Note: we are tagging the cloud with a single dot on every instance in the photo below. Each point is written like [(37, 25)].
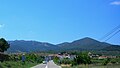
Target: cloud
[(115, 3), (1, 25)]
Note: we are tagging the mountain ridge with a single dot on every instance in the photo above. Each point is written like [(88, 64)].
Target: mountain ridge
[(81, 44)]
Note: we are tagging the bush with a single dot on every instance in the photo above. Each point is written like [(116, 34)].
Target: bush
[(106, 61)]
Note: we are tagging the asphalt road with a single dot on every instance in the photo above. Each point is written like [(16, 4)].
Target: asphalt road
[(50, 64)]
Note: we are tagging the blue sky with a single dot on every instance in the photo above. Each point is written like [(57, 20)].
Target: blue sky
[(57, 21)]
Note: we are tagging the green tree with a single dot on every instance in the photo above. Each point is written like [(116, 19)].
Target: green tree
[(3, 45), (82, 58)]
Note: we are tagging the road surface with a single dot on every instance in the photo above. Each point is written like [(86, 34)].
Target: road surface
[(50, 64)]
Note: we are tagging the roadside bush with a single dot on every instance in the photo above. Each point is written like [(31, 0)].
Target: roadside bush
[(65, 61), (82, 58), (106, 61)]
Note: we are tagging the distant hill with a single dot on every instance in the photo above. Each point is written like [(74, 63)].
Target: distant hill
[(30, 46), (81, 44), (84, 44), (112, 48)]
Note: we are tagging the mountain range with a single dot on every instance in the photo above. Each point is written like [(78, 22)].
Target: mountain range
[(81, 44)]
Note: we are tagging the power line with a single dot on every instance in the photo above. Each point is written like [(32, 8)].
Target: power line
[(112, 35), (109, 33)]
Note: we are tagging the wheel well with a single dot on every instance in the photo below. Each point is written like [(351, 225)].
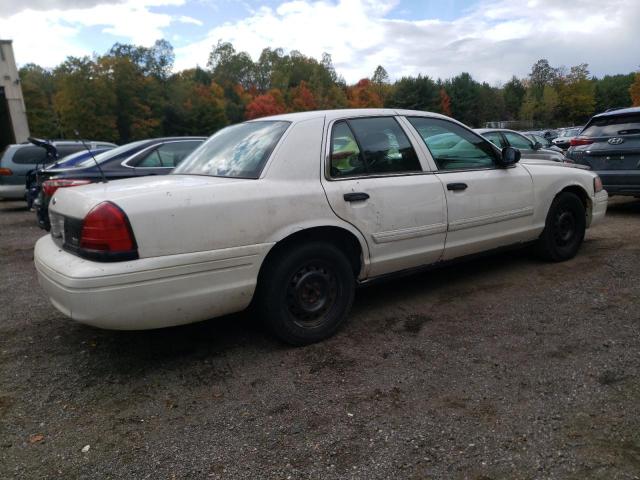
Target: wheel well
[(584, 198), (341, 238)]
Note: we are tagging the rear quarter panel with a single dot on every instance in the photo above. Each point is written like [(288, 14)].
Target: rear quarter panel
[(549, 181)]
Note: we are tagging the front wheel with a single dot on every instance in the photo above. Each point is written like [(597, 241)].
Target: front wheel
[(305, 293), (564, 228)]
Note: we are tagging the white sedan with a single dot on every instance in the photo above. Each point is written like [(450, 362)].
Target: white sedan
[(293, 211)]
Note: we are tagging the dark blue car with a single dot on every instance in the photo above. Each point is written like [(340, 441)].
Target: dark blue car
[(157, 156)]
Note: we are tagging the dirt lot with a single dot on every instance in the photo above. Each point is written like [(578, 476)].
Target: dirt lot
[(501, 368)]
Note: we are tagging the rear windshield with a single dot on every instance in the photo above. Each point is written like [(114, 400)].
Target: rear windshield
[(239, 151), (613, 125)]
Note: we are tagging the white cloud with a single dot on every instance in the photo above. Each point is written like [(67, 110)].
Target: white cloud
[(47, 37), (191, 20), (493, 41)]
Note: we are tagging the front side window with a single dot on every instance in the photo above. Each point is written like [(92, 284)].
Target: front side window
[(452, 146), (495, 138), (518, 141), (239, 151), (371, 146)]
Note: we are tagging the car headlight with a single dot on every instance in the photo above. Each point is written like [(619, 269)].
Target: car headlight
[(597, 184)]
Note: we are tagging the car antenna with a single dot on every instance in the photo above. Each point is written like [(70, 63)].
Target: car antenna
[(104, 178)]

--- --- ---

Reproduce the rows from the line containing "Note: we are tagging the car antenna" through the end of the rows, requests included. Multiply every coordinate in the answers by 0.5 and round to whole numbers, rounding halves up, and leave the requests and their sample points unchanged.

Note: we are tagging the car antenna with a single dot on every instance in the photo above. Each point is written like [(70, 63)].
Target: car antenna
[(52, 89)]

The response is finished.